▶ **How to complete this task**: Find the number of lines below in which the word "bare" appears, and write that number only.

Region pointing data

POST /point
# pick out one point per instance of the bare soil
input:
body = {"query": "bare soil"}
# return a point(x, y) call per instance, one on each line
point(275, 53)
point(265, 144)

▶ **Exercise answer**: 2